Directions: Return the records below word for word, changing nothing in any line.

[Point annotation records]
★ ★ ★ ★

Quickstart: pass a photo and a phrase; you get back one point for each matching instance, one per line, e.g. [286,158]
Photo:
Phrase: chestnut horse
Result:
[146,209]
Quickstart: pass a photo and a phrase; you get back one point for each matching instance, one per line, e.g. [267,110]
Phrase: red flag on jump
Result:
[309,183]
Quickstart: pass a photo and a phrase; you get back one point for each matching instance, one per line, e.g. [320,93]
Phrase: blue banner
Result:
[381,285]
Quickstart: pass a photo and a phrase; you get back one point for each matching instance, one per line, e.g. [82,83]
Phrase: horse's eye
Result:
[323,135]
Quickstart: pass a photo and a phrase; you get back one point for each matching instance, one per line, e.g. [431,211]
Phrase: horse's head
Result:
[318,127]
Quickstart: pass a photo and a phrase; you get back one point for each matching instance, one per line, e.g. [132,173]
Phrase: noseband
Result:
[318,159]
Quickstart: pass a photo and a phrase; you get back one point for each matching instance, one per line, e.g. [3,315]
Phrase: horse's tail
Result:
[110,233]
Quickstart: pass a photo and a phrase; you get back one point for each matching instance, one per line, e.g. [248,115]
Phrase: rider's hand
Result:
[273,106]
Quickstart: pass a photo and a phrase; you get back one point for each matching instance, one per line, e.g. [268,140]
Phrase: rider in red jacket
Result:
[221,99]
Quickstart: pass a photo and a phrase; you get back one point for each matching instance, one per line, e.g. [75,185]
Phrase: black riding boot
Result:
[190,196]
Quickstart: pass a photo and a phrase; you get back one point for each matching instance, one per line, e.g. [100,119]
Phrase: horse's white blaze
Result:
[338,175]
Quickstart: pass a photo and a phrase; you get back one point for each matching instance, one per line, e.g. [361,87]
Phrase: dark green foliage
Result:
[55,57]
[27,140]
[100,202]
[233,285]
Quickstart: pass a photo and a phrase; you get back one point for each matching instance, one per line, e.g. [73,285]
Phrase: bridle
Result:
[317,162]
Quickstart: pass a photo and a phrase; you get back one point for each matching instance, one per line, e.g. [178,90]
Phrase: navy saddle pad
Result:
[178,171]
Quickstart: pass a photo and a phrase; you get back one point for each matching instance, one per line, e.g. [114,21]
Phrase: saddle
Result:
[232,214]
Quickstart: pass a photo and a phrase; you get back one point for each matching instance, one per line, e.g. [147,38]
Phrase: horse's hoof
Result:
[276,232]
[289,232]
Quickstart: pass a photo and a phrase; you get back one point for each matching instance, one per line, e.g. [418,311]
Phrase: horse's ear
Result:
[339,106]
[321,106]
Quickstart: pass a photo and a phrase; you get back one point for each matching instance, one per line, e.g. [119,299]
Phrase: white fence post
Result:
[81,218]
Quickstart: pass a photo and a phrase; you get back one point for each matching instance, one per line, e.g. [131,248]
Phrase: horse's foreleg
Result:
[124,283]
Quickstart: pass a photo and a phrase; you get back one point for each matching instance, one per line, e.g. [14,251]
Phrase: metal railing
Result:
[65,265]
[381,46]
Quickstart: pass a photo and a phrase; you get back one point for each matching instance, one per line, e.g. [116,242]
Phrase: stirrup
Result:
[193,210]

★ ★ ★ ★

Result of the task:
Quickstart: pass a photo and a phrase; you get back one point for each matching instance, one per line, e.g. [286,158]
Photo:
Phrase: chestnut horse
Result:
[146,209]
Quickstart: pass a photo and a phrase; you get back one point for each matching instance, one per line, e.g. [267,110]
Phrase: red flag on jump
Result:
[309,183]
Quickstart: pass a photo and a phrase; you get back one point for each matching instance, one per line, e.g. [320,93]
Phrase: blue banner
Result:
[381,285]
Quickstart: pass a photo and a phrase; you get back one point for each matching instance, one per line, e.g. [82,83]
Phrase: horse's eye
Result:
[323,135]
Quickstart: pass a photo and a phrase; you get back one point for each matching instance, one per line, e.g. [431,211]
Phrase: horse's head
Result:
[318,127]
Quickstart: pass a photo and a phrase; you get back one point for each matching instance, one per line, e.g. [132,173]
Phrase: noseband
Result:
[318,159]
Quickstart: pass a photo and a phrase; you get back one point for each matching instance, one per line, e.g. [3,315]
Phrase: horse's tail
Result:
[110,233]
Quickstart: pass a photo and a phrase; you get back one point for each matching instance, one per line, e.g. [248,115]
Phrase: rider's hand
Result:
[273,106]
Quickstart: pass a photo and a phrase; you get back one point for each matching instance, one per line, e.g. [268,140]
Phrase: rider in red jacket
Result:
[221,99]
Quickstart: pass a photo and a phrase; you get back one point for each matching instance, one per line, e.g. [75,185]
Phrase: black riding boot
Result:
[190,196]
Quickstart: pass a photo and a phrase; you get back one point for each matching instance, one per line, e.g. [100,119]
Phrase: horse's white blaze
Result:
[338,175]
Quickstart: pass a photo and a phrase; you get back one point for each matching instance, one per line, e.g. [361,87]
Phrase: dark green foliage
Result:
[55,57]
[27,140]
[100,202]
[233,285]
Quickstart: pass a photo and a phrase; you get back one point for each matching instance, one per line, e.g. [73,285]
Phrase: bridle
Result:
[317,162]
Quickstart: pass a photo and a phrase; you get back one point for each matching instance, one per line, e.g. [178,90]
Phrase: navy saddle pad
Result:
[178,171]
Quickstart: pass a photo and a phrase; you get back one point for each matching instance, one per line, e.g. [114,21]
Phrase: saddle
Result:
[232,214]
Quickstart: pass a photo and a phrase; you get back one point for each matching instance, one per line, e.g. [147,38]
Phrase: horse's hoof
Result:
[276,232]
[289,232]
Quickstart: pass a photo and a phrase; you get back one point for each matching instance, one per line, e.g. [418,311]
Phrase: horse's ear
Result:
[339,106]
[321,106]
Quickstart: pass a photo and a phrase; you get back one point for each matching instance, one per line, e.g. [119,299]
Phrase: white fence post
Result:
[81,218]
Quickstart: pass a photo and a phrase; you get back one point for each matching instance, one per line, e.g. [131,248]
Phrase: horse's foreleg
Result:
[124,283]
Quickstart: pass a photo and a phrase; you get back one point for each matching instance, one per line, e.g. [14,251]
Phrase: metal railing
Result:
[65,265]
[381,46]
Quickstart: pass a photo and a phrase; you get back one point for each matching instance, one per line, e.g. [116,242]
Phrase: stirrup
Result:
[193,210]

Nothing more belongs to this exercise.